#### Given entries
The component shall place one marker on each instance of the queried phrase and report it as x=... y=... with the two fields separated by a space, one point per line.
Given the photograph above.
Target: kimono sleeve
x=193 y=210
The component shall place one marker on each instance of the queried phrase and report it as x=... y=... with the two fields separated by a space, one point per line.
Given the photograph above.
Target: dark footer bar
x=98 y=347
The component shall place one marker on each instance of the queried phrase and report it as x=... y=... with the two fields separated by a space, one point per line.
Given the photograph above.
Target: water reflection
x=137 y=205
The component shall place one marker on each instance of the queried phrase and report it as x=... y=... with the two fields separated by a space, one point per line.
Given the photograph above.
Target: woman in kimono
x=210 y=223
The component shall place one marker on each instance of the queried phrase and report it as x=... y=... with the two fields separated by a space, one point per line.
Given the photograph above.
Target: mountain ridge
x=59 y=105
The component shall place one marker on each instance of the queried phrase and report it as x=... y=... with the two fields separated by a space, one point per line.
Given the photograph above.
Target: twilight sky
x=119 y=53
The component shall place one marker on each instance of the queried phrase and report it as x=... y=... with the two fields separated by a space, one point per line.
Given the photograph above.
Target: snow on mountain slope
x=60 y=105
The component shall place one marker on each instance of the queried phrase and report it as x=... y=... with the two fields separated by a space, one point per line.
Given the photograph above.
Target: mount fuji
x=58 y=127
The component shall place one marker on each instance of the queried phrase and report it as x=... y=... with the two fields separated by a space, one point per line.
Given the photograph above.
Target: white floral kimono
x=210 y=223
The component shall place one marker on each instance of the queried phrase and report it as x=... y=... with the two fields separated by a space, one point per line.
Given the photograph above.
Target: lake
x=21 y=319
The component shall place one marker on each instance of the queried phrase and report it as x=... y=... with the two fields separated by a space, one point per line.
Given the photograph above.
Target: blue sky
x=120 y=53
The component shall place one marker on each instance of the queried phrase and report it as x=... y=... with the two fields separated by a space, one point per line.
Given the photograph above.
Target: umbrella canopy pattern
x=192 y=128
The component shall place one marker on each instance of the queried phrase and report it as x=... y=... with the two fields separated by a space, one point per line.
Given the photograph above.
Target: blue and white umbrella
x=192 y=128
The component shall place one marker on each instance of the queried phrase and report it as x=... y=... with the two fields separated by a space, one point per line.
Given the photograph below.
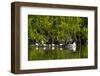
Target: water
x=52 y=52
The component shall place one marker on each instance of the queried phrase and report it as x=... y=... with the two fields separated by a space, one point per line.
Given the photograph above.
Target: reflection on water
x=49 y=52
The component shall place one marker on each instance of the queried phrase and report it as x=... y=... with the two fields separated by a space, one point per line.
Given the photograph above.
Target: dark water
x=56 y=52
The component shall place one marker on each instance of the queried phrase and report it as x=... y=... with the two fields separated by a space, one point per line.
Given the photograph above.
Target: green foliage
x=56 y=29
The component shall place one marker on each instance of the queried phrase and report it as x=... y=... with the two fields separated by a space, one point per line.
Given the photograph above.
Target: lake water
x=56 y=52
########
- Your objective -
Each of the entries above must be output exactly, with none of the pictures.

- Answer section -
The component shall place one marker on each instance of the queried phrase and report it as x=... y=... with the two fields separated by a space, one point per line.
Given the photograph above.
Target: kimono sleeve
x=193 y=210
The component shall place one marker on each instance of the queried phrase and report it as x=... y=... with the two fields separated by a space, one point per line.
Given the photograph above.
Target: dark footer bar
x=98 y=347
The component shall place one marker on each instance of the queried phrase and report it as x=... y=... with the two fields separated by a space, one point per line.
Given the photograph above.
Target: water reflection
x=137 y=205
The component shall place one marker on each instance of the queried phrase and report it as x=... y=... with the two fields separated by a space, one point per line.
Given the photograph above.
Target: woman in kimono
x=210 y=223
The component shall place one marker on each instance of the queried phrase and report it as x=... y=... with the two fields separated by a space, one point per line.
Given the photograph above.
Target: mountain ridge
x=59 y=105
The component shall place one marker on each instance of the queried phrase and report it as x=... y=... with the two fields separated by a space, one point per line.
Given the photograph above.
Target: twilight sky
x=119 y=53
The component shall place one marker on each instance of the queried phrase and report it as x=... y=... with the two fields separated by a space, one point per line.
Given the photograph above.
Target: snow on mountain slope
x=60 y=105
The component shall place one marker on each instance of the queried phrase and report it as x=... y=... with the two fields separated by a space, one point per line.
Given the photograph above.
Target: mount fuji
x=58 y=127
The component shall place one marker on each instance of the queried phrase and report it as x=... y=... with the two fields separated by a space, one point per line.
Given the photograph above.
Target: white floral kimono
x=210 y=223
The component shall place one marker on each instance of the queried phrase and report it as x=... y=... with the two fields separated by a space, one point per line.
Given the photograph above.
Target: lake
x=21 y=319
The component shall place one marker on each instance of the queried phrase and report it as x=... y=... with the two fields separated by a space, one point per line.
Given the photograph above.
Target: blue sky
x=120 y=53
The component shall place one marker on each instance of the queried phrase and report it as x=... y=... with the two fields separated by a space, one point per line.
Given the photograph above.
Target: umbrella canopy pattern
x=192 y=128
The component shall place one marker on each instance of the queried phrase and report it as x=... y=... with the two fields separated by a space, one point per line.
Given the photograph above.
Target: blue and white umbrella
x=192 y=128
The component shall place one marker on each instance of the queried phrase and report it as x=... y=... with the two fields separated by a space, one point per line.
Given the photograph below.
Target: water
x=52 y=52
The component shall place one marker on each instance of the queried phrase and report it as x=... y=... with the two fields separated by a space, one point per line.
Given the photograph above.
Target: reflection on water
x=49 y=52
The component shall place one marker on each instance of the queried phrase and report it as x=... y=... with the two fields separated by a space, one point per line.
Given the photograph above.
Target: dark water
x=56 y=52
The component shall place one marker on each instance of the queried phrase and report it as x=... y=... with the two fields separated by a space, one point per line.
Given the photograph above.
Target: green foliage
x=56 y=29
The component shall place one marker on each instance of the queried phrase and report it as x=... y=... with the two fields separated by a space, one point per line.
Given the photograph above.
Target: lake water
x=56 y=52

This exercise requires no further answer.